** Start **

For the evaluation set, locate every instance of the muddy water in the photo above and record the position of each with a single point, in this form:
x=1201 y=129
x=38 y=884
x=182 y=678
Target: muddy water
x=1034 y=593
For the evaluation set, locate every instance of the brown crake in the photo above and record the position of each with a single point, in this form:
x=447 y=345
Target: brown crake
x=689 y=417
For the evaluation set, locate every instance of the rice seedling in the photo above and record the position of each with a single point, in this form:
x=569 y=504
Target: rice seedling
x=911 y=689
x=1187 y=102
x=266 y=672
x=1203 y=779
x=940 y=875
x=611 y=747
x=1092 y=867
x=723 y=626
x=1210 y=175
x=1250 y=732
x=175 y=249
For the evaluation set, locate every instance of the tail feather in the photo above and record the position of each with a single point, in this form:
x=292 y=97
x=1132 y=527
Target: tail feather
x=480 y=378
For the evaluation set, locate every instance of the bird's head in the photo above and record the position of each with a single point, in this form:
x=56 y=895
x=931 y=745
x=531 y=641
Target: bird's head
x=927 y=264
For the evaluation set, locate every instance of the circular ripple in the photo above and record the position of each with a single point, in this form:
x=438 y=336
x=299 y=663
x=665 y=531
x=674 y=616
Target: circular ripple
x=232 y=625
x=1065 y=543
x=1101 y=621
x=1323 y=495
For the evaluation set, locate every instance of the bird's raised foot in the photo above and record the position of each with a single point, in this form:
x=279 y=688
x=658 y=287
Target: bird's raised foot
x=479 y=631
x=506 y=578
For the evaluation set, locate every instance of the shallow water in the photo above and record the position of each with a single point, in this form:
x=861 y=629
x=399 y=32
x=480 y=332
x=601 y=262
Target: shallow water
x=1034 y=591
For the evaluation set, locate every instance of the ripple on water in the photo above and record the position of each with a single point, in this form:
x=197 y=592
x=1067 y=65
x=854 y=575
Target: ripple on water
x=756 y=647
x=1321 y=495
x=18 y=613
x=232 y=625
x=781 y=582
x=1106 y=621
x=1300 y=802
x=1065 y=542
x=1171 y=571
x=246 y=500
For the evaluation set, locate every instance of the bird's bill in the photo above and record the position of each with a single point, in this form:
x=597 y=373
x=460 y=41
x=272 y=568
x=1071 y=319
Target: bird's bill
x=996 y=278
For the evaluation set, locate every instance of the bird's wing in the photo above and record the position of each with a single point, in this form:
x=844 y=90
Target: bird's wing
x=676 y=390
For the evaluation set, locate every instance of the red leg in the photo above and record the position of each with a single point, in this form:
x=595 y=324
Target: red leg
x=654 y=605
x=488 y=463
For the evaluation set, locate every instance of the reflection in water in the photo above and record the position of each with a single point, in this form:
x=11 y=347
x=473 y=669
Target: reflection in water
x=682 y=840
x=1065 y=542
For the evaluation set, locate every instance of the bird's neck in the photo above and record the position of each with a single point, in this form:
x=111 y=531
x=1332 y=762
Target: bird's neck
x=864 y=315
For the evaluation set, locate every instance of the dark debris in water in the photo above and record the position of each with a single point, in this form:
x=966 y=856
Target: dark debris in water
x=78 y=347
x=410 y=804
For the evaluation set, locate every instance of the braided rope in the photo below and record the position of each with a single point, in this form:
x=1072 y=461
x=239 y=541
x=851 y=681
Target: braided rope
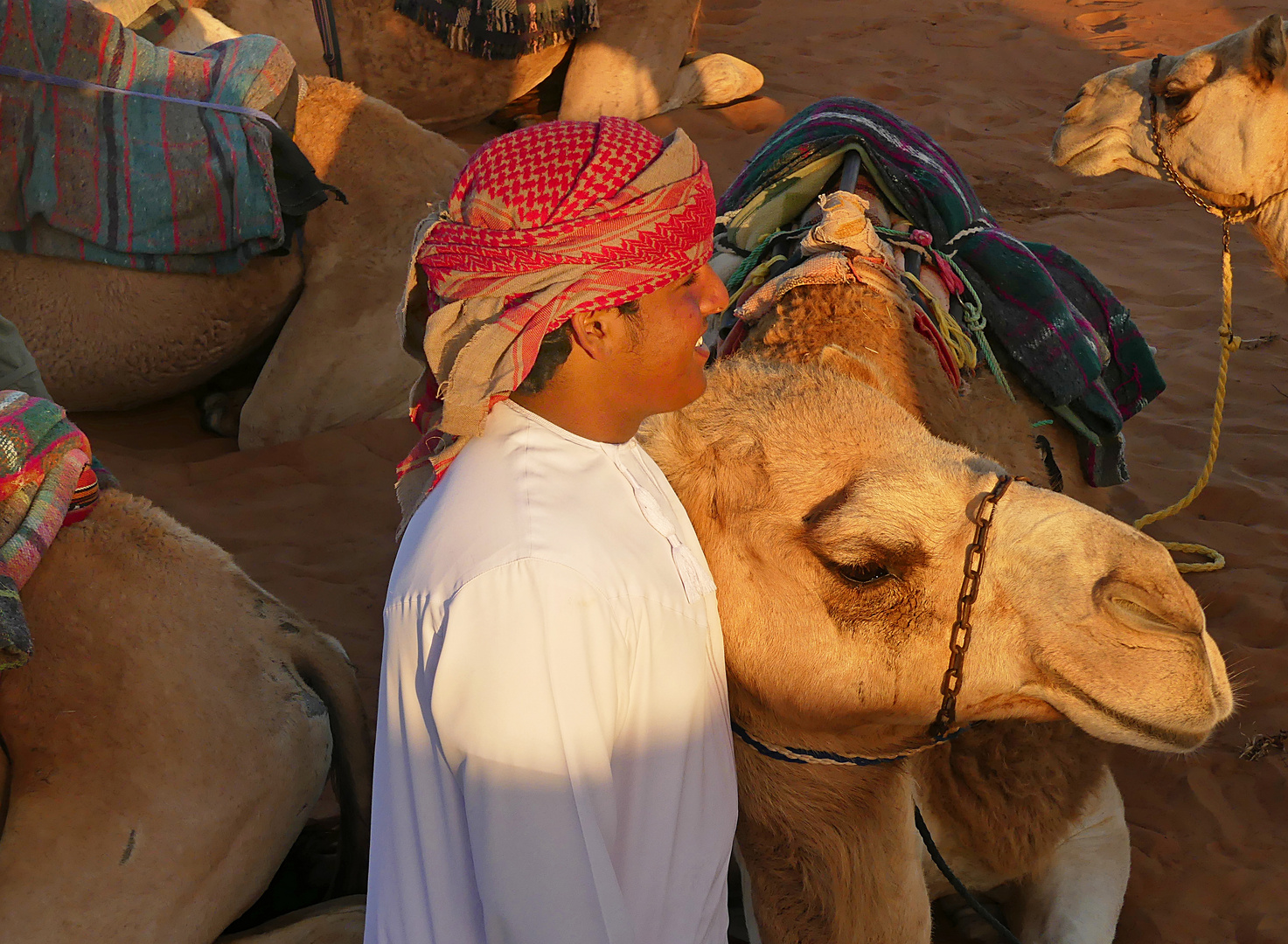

** End **

Extract only the lines from the line containing "For the evaluation set, locate every instance of the ripple" through the final line of the listing above, unchanged; pictures stay out of the copy.

For the evaluation set, locate every instance of the ripple on water in the photo above and record the position of each with a single point, in this form:
x=197 y=592
x=1067 y=65
x=854 y=575
Target: ripple on water
x=756 y=647
x=1321 y=495
x=18 y=613
x=232 y=625
x=781 y=582
x=1106 y=621
x=1300 y=802
x=1065 y=542
x=1171 y=571
x=246 y=500
For the evaluation set, locate every instance of the bird's bill in the photo above and record the position of each with a single point, in this form:
x=597 y=373
x=460 y=41
x=272 y=568
x=1071 y=319
Target: bird's bill
x=996 y=278
For the evaluation set, locate every instance of the bird's wing in the photo above and record the position of each with a single point, in this form:
x=844 y=90
Target: bird's wing
x=676 y=390
For the evaluation set, locate every instance of the red leg in the photo above and record the position of each with a single point, in this form:
x=595 y=324
Target: red leg
x=654 y=605
x=488 y=463
For the evaluation set, locate every instance of the reflection in water in the photo above and record the position of each with a single point, in this form:
x=11 y=347
x=473 y=669
Target: reflection in water
x=682 y=840
x=1065 y=542
For the evaluation set, locate every instance of the bird's neck in the photo above and record the position of each with a single point, in this form:
x=111 y=531
x=1332 y=762
Target: bird's neck
x=864 y=315
For the evaluation set, locate every instance of the dark debris in water in the photo above and record the position of each with a single point, in this form:
x=966 y=856
Target: dark debris in water
x=78 y=347
x=410 y=804
For the evaluation set, locate every instance of the braided rope in the photo below and record the position of each with a single point, in this form:
x=1072 y=461
x=239 y=541
x=851 y=681
Target: braided rope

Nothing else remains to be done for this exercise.